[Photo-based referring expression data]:
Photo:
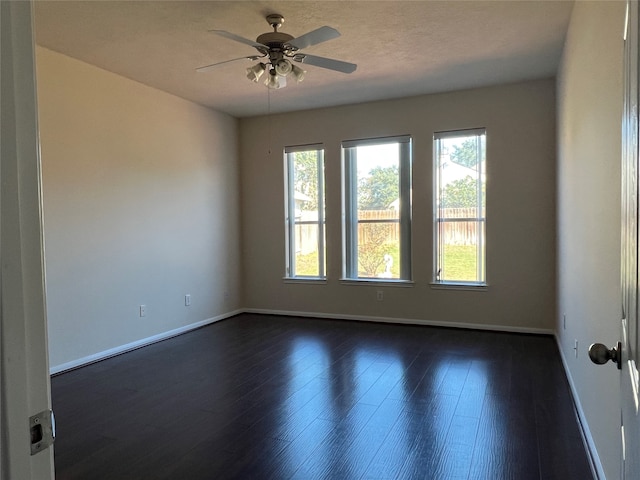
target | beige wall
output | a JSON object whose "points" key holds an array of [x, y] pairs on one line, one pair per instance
{"points": [[589, 124], [141, 207], [520, 123]]}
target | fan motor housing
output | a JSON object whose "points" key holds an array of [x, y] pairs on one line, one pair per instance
{"points": [[274, 39]]}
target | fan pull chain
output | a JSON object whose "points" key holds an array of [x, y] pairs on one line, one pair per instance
{"points": [[269, 119]]}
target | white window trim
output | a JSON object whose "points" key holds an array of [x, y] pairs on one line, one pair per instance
{"points": [[349, 210], [290, 225], [456, 284]]}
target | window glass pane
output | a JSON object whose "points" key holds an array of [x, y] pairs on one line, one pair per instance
{"points": [[377, 209], [378, 185], [305, 219], [460, 206], [307, 250], [378, 250]]}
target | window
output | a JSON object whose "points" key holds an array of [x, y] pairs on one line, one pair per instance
{"points": [[304, 212], [377, 209], [460, 211]]}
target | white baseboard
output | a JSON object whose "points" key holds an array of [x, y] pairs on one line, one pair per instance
{"points": [[587, 438], [112, 352], [408, 321], [96, 357]]}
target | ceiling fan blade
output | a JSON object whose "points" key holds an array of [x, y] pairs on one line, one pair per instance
{"points": [[208, 68], [238, 38], [314, 37], [337, 65]]}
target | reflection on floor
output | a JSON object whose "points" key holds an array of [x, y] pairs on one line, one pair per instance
{"points": [[267, 397]]}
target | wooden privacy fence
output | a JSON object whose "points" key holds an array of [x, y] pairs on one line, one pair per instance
{"points": [[382, 225]]}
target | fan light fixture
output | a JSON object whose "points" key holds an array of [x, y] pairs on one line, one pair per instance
{"points": [[279, 49], [274, 80], [254, 73]]}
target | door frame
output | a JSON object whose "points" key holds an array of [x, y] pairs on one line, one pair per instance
{"points": [[24, 369]]}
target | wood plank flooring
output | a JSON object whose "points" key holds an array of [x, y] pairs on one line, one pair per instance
{"points": [[268, 397]]}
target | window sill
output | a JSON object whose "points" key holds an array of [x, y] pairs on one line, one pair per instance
{"points": [[380, 282], [471, 287], [310, 280]]}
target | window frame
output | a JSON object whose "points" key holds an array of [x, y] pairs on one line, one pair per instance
{"points": [[290, 220], [350, 208], [480, 218]]}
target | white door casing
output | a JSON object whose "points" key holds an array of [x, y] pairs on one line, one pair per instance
{"points": [[630, 342], [24, 372]]}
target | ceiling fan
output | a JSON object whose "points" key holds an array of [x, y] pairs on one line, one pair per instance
{"points": [[278, 49]]}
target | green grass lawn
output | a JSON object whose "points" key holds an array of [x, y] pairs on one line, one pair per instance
{"points": [[459, 263]]}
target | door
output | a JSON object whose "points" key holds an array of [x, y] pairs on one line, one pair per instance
{"points": [[630, 430], [24, 375]]}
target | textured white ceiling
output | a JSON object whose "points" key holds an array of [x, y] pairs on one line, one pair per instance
{"points": [[402, 48]]}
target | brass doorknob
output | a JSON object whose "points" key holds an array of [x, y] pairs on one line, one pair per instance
{"points": [[600, 354]]}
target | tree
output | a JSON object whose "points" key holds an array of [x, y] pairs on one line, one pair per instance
{"points": [[466, 154], [461, 194], [378, 190], [305, 179], [371, 254]]}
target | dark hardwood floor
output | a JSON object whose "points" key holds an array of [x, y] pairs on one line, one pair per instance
{"points": [[267, 397]]}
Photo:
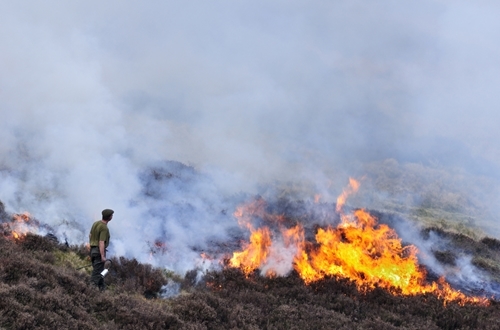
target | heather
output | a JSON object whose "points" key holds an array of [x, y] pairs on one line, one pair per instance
{"points": [[42, 288]]}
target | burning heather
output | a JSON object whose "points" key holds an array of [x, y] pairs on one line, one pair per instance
{"points": [[22, 224], [358, 248]]}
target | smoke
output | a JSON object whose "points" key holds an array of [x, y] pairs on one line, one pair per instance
{"points": [[95, 97]]}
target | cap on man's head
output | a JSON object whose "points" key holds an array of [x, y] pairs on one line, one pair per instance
{"points": [[107, 213]]}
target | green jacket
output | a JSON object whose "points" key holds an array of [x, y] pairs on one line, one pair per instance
{"points": [[99, 232]]}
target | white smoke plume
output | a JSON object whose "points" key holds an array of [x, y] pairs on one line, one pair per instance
{"points": [[96, 95]]}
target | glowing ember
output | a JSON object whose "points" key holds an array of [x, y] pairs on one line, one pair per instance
{"points": [[369, 254]]}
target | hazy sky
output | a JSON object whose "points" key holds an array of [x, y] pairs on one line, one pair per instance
{"points": [[248, 91]]}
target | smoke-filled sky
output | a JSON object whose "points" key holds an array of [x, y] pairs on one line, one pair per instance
{"points": [[247, 92]]}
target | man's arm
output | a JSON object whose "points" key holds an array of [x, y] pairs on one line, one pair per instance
{"points": [[102, 250]]}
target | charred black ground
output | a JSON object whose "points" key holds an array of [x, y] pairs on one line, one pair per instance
{"points": [[38, 291]]}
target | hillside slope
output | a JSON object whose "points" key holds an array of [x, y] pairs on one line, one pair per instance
{"points": [[42, 289]]}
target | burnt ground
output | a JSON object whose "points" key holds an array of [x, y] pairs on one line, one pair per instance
{"points": [[39, 292]]}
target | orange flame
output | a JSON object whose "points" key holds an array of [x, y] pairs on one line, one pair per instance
{"points": [[369, 254], [20, 226], [255, 252]]}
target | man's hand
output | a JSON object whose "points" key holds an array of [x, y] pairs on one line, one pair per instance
{"points": [[102, 250]]}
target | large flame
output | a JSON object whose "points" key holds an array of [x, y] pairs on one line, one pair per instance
{"points": [[369, 254]]}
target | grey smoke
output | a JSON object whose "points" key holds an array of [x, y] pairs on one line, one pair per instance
{"points": [[92, 94]]}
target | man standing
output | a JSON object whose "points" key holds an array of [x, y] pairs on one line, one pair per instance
{"points": [[99, 241]]}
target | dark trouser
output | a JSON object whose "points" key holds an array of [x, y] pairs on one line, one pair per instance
{"points": [[96, 277]]}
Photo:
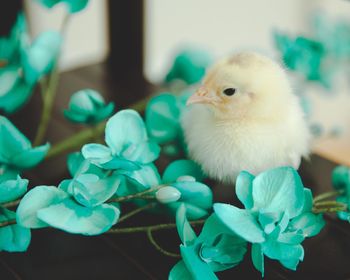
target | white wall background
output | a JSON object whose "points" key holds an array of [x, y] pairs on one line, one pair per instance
{"points": [[220, 26]]}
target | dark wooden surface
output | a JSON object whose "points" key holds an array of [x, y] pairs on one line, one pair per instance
{"points": [[54, 254]]}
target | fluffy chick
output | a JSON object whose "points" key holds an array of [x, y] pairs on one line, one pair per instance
{"points": [[245, 117]]}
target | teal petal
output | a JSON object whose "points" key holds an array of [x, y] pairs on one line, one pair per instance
{"points": [[74, 218], [308, 223], [30, 158], [198, 199], [124, 128], [41, 55], [144, 153], [258, 258], [184, 229], [199, 270], [146, 177], [38, 198], [12, 189], [8, 79], [244, 189], [240, 222], [12, 141], [182, 167], [91, 191], [341, 178], [278, 190], [162, 118], [281, 251], [16, 98], [97, 153], [223, 251], [13, 238], [77, 164], [179, 272]]}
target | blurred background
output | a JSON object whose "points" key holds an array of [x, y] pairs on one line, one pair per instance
{"points": [[219, 28]]}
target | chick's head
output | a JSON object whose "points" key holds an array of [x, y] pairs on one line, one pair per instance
{"points": [[246, 85]]}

[THE PROBLEM]: Word for word, give back each entry from above, but skip any picture.

[YOUR SOLUTION]:
Photo:
target | beige wall
output | a JSON object whose "points" key holds an array of [x, y] pairs on one line, one pair per instance
{"points": [[589, 124], [141, 207], [520, 123]]}
target | fan motor housing
output | a JSON object whose "points" key holds an array of [x, y] pairs on one line, one pair per instance
{"points": [[274, 39]]}
target | fan pull chain
output | a JSON object whose "points" key holds an array of [x, y] pairs on one line, one pair per instance
{"points": [[269, 119]]}
target | white window trim
output | a JSON object whose "points" key holds an array of [x, y] pairs on one line, one pair per instance
{"points": [[349, 210], [290, 225], [456, 284]]}
target | window glass pane
output | a JSON object whose "points" key holds an array of [x, y] pairs on one line, one pair per instance
{"points": [[377, 209], [378, 185], [305, 219], [460, 206], [307, 250], [378, 250]]}
target | window
output | a JSON object whose "points" key holds an array of [x, y] pairs on one line, one pair per instance
{"points": [[304, 212], [377, 209], [460, 211]]}
target | white baseboard
output | a JSON object whose "points" key holds an array of [x, y] pairs on one line, one pair per instance
{"points": [[587, 438], [112, 352], [408, 321], [96, 357]]}
target | ceiling fan blade
output | a JSON object whose "points" key holds an array of [x, y] pairs on one line, one pair per instance
{"points": [[208, 68], [238, 38], [314, 37], [337, 65]]}
target | reflection on floor
output | a JSON object whose "points" key holds an array of [x, y] pairs on one line, one pair per instance
{"points": [[267, 397]]}
target | wooden privacy fence
output | a JSON object whose "points" key holds an array of [x, y] pairs on one line, one pair per instance
{"points": [[382, 225]]}
target | fan light fixture
output | a JSON object whose "points" key holds an array of [x, y] pairs on one line, one pair per instance
{"points": [[279, 49], [274, 80], [254, 73]]}
target | door frame
output | a JSON object whose "points" key holds an array of [x, y] pairs on one line, one pair per instance
{"points": [[24, 369]]}
target | wood plank flooring
output | a JSON object whose "points" key holds an array of [x, y] pairs on one line, one pair per instance
{"points": [[268, 397]]}
target | window sill
output | a JSON object whose "points" key holds an array of [x, y] pairs on one line, one pair per instance
{"points": [[380, 282], [471, 287], [310, 280]]}
target | window frame
output | a JSON object whose "points" key holds an array of [x, y] pairs on one line, one pair per instance
{"points": [[290, 220], [350, 208], [480, 218]]}
target | white door casing
output | a JSON object whose "points" key holds an array of [x, y] pairs on one line, one pair per instance
{"points": [[630, 342], [24, 372]]}
target | ceiling fan
output | a JSON object whose "points" key holds an array of [x, y] pairs on one line, one pair per instance
{"points": [[278, 49]]}
target | green grass lawn
output | a JSON object whose "points" key holds an array of [x, y] pairs on one line, one pair per instance
{"points": [[459, 263]]}
target | door
output | a JSON object whose "points" key holds an array of [x, y] pairs on one line, one pair per instance
{"points": [[630, 430], [24, 375]]}
target | textured white ceiling
output | a JSON object whose "points" key holds an array of [x, y] pairs on one line, one pair per instance
{"points": [[402, 48]]}
target | brass doorknob
output | a JSON object whose "points" key holds an array of [x, y] pairs on one line, one pair per instance
{"points": [[600, 354]]}
target | tree
output | a JSON object whose "points" key holds an array of [x, y] pairs on one line, one pair per instance
{"points": [[466, 154], [461, 194], [378, 190], [305, 179], [371, 254]]}
target | dark hardwood floor
output | a JSON object whose "points" key holds an array of [x, y] pairs on one line, one pair per instance
{"points": [[267, 397]]}
Photo:
target | heather
output | a JSON object whose "points" key holds an array of [x, y] pairs on one line, one pair per instance
{"points": [[42, 288]]}
target | burning heather
output | a JSON object whose "points" key holds an array of [x, y] pairs on one line, one pair per instance
{"points": [[22, 224], [358, 248]]}
target | smoke
output | a JSON object whose "points" key holds an array of [x, y] pairs on one line, one pair per instance
{"points": [[95, 97]]}
target | cap on man's head
output | a JSON object whose "points" key holds an array of [x, y] pairs on one line, one pair per instance
{"points": [[107, 213]]}
target | green jacket
output | a JSON object whose "points" key holds an array of [x, y] pairs on one line, one pair per instance
{"points": [[99, 232]]}
target | white smoke plume
output | a JSON object whose "points" key holds an array of [x, y] pairs on one line, one pair per instance
{"points": [[96, 95]]}
target | glowing ember
output | a JSON object whose "points" key holds an array of [x, y] pairs on one line, one pair per instance
{"points": [[369, 254]]}
target | hazy sky
output | a JSON object whose "points" key holds an array of [x, y] pairs on one line, one pair per instance
{"points": [[248, 91]]}
target | smoke-filled sky
output | a JSON object whose "points" key holds an array of [x, y] pairs on one line, one pair per instance
{"points": [[247, 92]]}
target | man's arm
output | a JSON object whose "points" key holds an array of [x, y] pairs on one line, one pair per instance
{"points": [[102, 250]]}
target | charred black ground
output | a JSON object whose "points" key holds an array of [x, y] pairs on one line, one pair per instance
{"points": [[38, 291]]}
target | hillside slope
output | a JSON object whose "points" key holds an array of [x, y] pairs on one line, one pair per instance
{"points": [[42, 289]]}
target | burnt ground
output | a JSON object whose "points" key holds an array of [x, y] pairs on one line, one pair per instance
{"points": [[39, 292]]}
target | orange flame
output | a JSON object whose "points" key holds an array of [x, y] pairs on one line, one pair per instance
{"points": [[369, 254], [20, 226], [255, 252]]}
target | man's hand
output | a JSON object whose "points" key holds an array of [x, y] pairs on one line, one pair per instance
{"points": [[102, 250]]}
target | large flame
output | a JSON object whose "points" key holds an array of [x, y] pairs on one line, one pair per instance
{"points": [[369, 254]]}
target | grey smoke
output | a JSON object whose "points" key holds an array of [x, y] pairs on one line, one pair per instance
{"points": [[92, 94]]}
target | man standing
output | a JSON object whose "points" key holds an array of [x, y] pairs on one line, one pair per instance
{"points": [[99, 241]]}
target | dark trouser
output | a JSON object whose "points" key holds an array of [x, y] pairs on one line, one pair per instance
{"points": [[96, 277]]}
Photo:
target | white wall background
output | a JSON object whose "points" key holds an array of [x, y] pairs on one line, one pair per instance
{"points": [[220, 26]]}
target | dark wooden surface
output | a JSON object whose "points" key holds an array of [x, y] pairs on one line, one pair per instance
{"points": [[54, 254]]}
target | fluffy chick
output | a JSON object whose "points" key holds an array of [x, y] pairs on one line, one pair per instance
{"points": [[245, 117]]}
target | teal petal
output | a JSON object whose "points" key holds an array of [x, y] pairs on one line, one pair per instance
{"points": [[74, 218], [308, 223], [30, 158], [198, 199], [124, 128], [41, 55], [144, 153], [258, 258], [184, 229], [199, 270], [146, 177], [38, 198], [12, 189], [8, 79], [244, 189], [240, 222], [12, 141], [182, 167], [91, 191], [341, 178], [278, 190], [162, 118], [281, 251], [16, 98], [97, 153], [223, 251], [13, 238], [77, 164], [179, 272]]}
target | blurred background
output | a JSON object whose "points" key holds an array of [x, y] pairs on one line, one pair per instance
{"points": [[219, 28]]}
target | chick's head
output | a JSON object whose "points" key holds an array of [x, y] pairs on one line, one pair per instance
{"points": [[246, 85]]}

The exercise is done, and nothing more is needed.